Task statement:
Copy each of the lines below word for word, omitting the pictures.

[Start of Provided records]

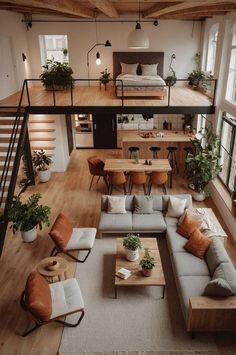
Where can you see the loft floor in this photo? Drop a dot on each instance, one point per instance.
(67, 192)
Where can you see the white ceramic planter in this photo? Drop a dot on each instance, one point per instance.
(44, 175)
(29, 236)
(132, 255)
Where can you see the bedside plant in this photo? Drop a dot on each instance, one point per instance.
(132, 245)
(147, 263)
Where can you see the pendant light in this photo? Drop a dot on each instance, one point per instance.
(138, 39)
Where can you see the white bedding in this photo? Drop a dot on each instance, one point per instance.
(140, 82)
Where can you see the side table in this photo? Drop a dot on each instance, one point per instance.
(51, 275)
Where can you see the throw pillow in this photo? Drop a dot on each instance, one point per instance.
(116, 204)
(197, 244)
(176, 207)
(129, 68)
(143, 204)
(149, 69)
(188, 226)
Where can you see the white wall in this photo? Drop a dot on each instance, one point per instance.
(177, 37)
(12, 28)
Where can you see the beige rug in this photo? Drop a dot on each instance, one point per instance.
(138, 322)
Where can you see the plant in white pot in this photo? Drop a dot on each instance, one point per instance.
(42, 163)
(147, 263)
(132, 245)
(26, 217)
(203, 165)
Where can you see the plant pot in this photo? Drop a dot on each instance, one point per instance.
(199, 196)
(147, 272)
(29, 236)
(44, 175)
(132, 255)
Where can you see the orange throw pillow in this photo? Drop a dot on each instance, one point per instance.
(198, 244)
(61, 231)
(188, 225)
(38, 296)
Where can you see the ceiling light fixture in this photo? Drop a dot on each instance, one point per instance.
(138, 39)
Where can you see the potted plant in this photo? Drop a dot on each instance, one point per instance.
(56, 75)
(42, 162)
(147, 263)
(26, 217)
(132, 245)
(203, 165)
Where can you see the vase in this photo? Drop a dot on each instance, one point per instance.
(29, 236)
(132, 255)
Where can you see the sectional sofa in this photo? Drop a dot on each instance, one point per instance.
(192, 274)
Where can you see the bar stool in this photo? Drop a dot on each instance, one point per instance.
(154, 151)
(137, 178)
(132, 150)
(172, 157)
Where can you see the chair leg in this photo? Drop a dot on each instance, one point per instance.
(91, 182)
(70, 324)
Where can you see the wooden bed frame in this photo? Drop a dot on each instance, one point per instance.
(142, 58)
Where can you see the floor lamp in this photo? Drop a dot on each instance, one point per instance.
(106, 44)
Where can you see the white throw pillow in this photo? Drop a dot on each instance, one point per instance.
(176, 207)
(129, 68)
(149, 69)
(116, 204)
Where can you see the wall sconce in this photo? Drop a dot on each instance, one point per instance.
(24, 57)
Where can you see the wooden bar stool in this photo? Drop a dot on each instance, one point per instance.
(154, 151)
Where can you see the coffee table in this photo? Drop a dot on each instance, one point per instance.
(137, 279)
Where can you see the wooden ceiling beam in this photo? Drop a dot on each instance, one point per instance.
(106, 7)
(70, 7)
(156, 12)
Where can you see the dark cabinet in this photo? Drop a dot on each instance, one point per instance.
(104, 131)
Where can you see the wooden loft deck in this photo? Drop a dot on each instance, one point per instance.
(93, 96)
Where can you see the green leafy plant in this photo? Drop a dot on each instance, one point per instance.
(26, 216)
(132, 242)
(203, 165)
(41, 160)
(56, 75)
(105, 77)
(147, 262)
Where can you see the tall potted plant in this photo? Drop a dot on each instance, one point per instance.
(26, 217)
(42, 163)
(203, 165)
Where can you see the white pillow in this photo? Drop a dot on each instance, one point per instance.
(129, 68)
(116, 204)
(149, 69)
(176, 207)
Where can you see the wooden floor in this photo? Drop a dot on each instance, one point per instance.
(67, 192)
(93, 96)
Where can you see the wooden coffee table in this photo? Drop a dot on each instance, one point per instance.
(137, 279)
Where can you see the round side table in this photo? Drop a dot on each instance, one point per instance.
(50, 275)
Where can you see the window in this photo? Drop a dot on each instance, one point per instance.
(231, 83)
(54, 47)
(211, 52)
(228, 151)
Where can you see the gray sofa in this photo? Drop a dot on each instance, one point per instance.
(191, 273)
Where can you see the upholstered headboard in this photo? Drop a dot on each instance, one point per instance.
(137, 57)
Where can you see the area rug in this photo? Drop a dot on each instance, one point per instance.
(138, 321)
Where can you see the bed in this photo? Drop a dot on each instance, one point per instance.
(133, 81)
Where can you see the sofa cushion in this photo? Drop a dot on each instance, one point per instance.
(143, 204)
(197, 244)
(190, 286)
(149, 222)
(176, 207)
(216, 254)
(115, 222)
(186, 264)
(175, 241)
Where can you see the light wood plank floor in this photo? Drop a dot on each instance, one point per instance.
(93, 96)
(67, 192)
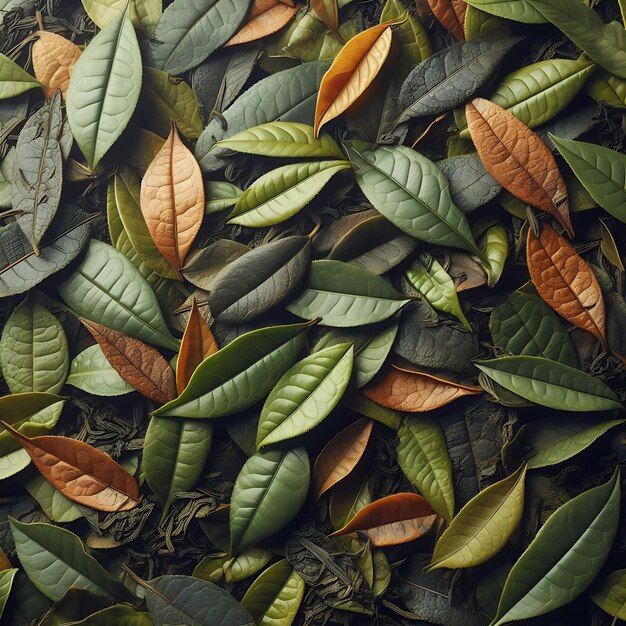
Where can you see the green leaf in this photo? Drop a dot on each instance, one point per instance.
(523, 324)
(240, 374)
(344, 296)
(107, 287)
(483, 526)
(410, 191)
(269, 491)
(601, 171)
(423, 458)
(283, 140)
(305, 395)
(33, 350)
(274, 598)
(550, 383)
(564, 557)
(13, 79)
(283, 192)
(103, 95)
(56, 560)
(175, 452)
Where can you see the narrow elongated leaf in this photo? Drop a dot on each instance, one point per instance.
(483, 526)
(550, 383)
(576, 541)
(102, 96)
(269, 491)
(305, 395)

[End of Provided records]

Correct result:
Where can you see the loft floor in this photo? Drop a dot on each instance, one point per instance.
(67, 192)
Where can you see the white ceramic planter in this photo? Drop a dot on each instance, one point per instance.
(44, 175)
(29, 236)
(132, 255)
Where can you see the bedside plant in this photo? Drop a dot on each instance, one point per instance.
(132, 245)
(147, 263)
Where can you see the pendant light in this photo? Drop a dot on each instance, one point per instance.
(138, 39)
Where can you see the white bedding in this photo? Drop a dot on each instance, one point per instance.
(140, 82)
Where can you see the side table in this photo? Drop a dot on each instance, one point per instance.
(51, 275)
Where can you see the throw pillow in this photo? Drop a dot on each instance, one point per instance.
(116, 204)
(197, 244)
(176, 207)
(129, 68)
(143, 204)
(149, 69)
(188, 226)
Where can you see the white wall in this photo? Drop a dot on each instance, one point per instance.
(177, 37)
(12, 28)
Where can you see the beige rug in this photo? Drop a dot on each instance, one point per instance.
(138, 322)
Where can you see the plant in white pot in this photo? Drop a dot on each instance, one point per instance.
(42, 163)
(147, 263)
(132, 245)
(26, 217)
(203, 165)
Where can you see the plant pot in this photo? Drop a dot on each instance, one point per instance.
(199, 196)
(147, 272)
(29, 236)
(44, 175)
(132, 255)
Where can you see the orange throw pillow in this photo? Drop a dot on each instance, one point per instance.
(198, 244)
(61, 231)
(188, 225)
(38, 296)
Where can you see the ceiling light fixture in this photo? Drop a dot on each instance, one point per instance.
(138, 39)
Where can you see the potted plant in this photo? Drop a dot on each instance, one point per instance.
(56, 75)
(42, 162)
(147, 263)
(26, 217)
(132, 245)
(203, 165)
Where can you see the vase in this photo? Drop a dot on each instance, one point per instance.
(29, 236)
(132, 255)
Where can you see the sectional sofa in this photo? Drop a dot on each instance, one point per instance.
(192, 274)
Where can you see the bar stool in this photo? Drop a dot on each instance, one point per instance.
(154, 151)
(137, 178)
(132, 150)
(172, 157)
Where can you see the chair leg in this photo? Drop a dot on each instance, one point per instance.
(91, 182)
(70, 324)
Where can you see the wooden bed frame in this photo? Drop a dot on each instance, one point per instance.
(142, 58)
Where can you see the floor lamp in this photo? Drop a dot on each instance, one point per instance.
(106, 44)
Where can you see the white throw pillow in this photo? Drop a dot on each instance, one point per instance.
(176, 207)
(129, 68)
(149, 69)
(116, 204)
Where can you see the wall sconce in this photo? Drop a dot on each instance, one point per instance.
(24, 57)
Where can you see the wooden bar stool in this photo? Drop a dot on each instance, one point per instance.
(154, 151)
Where can you see the coffee table in this photo? Drop a dot on each instance, one point per instance.
(137, 279)
Where can you see the wooden ceiling beam in this photo? Drop a dot on each instance, one point per instance.
(106, 7)
(70, 7)
(156, 12)
Where can you see the dark cabinet in this photo? Drop a dot on each instance, one point per instance.
(104, 131)
Where can you see the wooden loft deck in this photo? Drop a dot on each instance, one point per instance.
(93, 96)
Where can you see the green leafy plant in this photo? Drop a dot on each instance, one point per instance.
(26, 216)
(132, 242)
(203, 165)
(41, 160)
(56, 75)
(105, 77)
(147, 262)
Where can you see the tall potted plant in this photo? Drop a dot on each instance, one point per instance.
(26, 217)
(42, 163)
(203, 165)
Where can you see the white pillow in this photo? Drop a dot on each instance, one point per instance.
(129, 68)
(116, 204)
(149, 69)
(176, 207)
Where can you see the wooden floor in this photo? Drop a dot on each instance, one point per instance.
(67, 192)
(93, 96)
Where can you see the wooden coffee table in this photo? Drop a dot on each instance, one point per instance.
(137, 279)
Where can you see the round side table in this photo? Drop a dot on each instance, one point per instance.
(50, 275)
Where can you see the window in this photo? Drop a dot on each instance, one point per instance.
(231, 83)
(54, 47)
(211, 52)
(228, 151)
Where can you see the gray sofa in this photo? Drop a dot on each instance, one point per instance.
(191, 273)
Where can you see the upholstered headboard in this photo? Drop a dot on each instance, one point per instance.
(137, 57)
Where can you see the area rug in this photo? Drop a dot on each instance, one point per instance.
(138, 321)
Where can you see the bed in this photo? Drop a dot on each instance, one point per instance.
(133, 81)
Where can you see the sofa cushion in this photo? Drop a dot on each instance, one point per instance.
(143, 204)
(197, 244)
(190, 286)
(149, 222)
(176, 207)
(216, 254)
(115, 222)
(186, 264)
(175, 241)
Where can you see the light wood plank floor in this photo? Drop a dot on each instance, one point per instance.
(93, 96)
(67, 192)
Where can you see the green leaf in this photo? Drop a dot on each instance, one point per instance.
(523, 324)
(240, 374)
(344, 296)
(107, 287)
(483, 526)
(410, 191)
(269, 491)
(601, 171)
(423, 458)
(283, 140)
(305, 395)
(33, 350)
(274, 598)
(550, 383)
(564, 557)
(13, 79)
(283, 192)
(103, 95)
(56, 560)
(175, 452)
Where can you see the narrow elongated leaf in this photo? Drop a dot on each instance, one point per instance.
(483, 526)
(550, 383)
(576, 541)
(102, 96)
(269, 491)
(305, 395)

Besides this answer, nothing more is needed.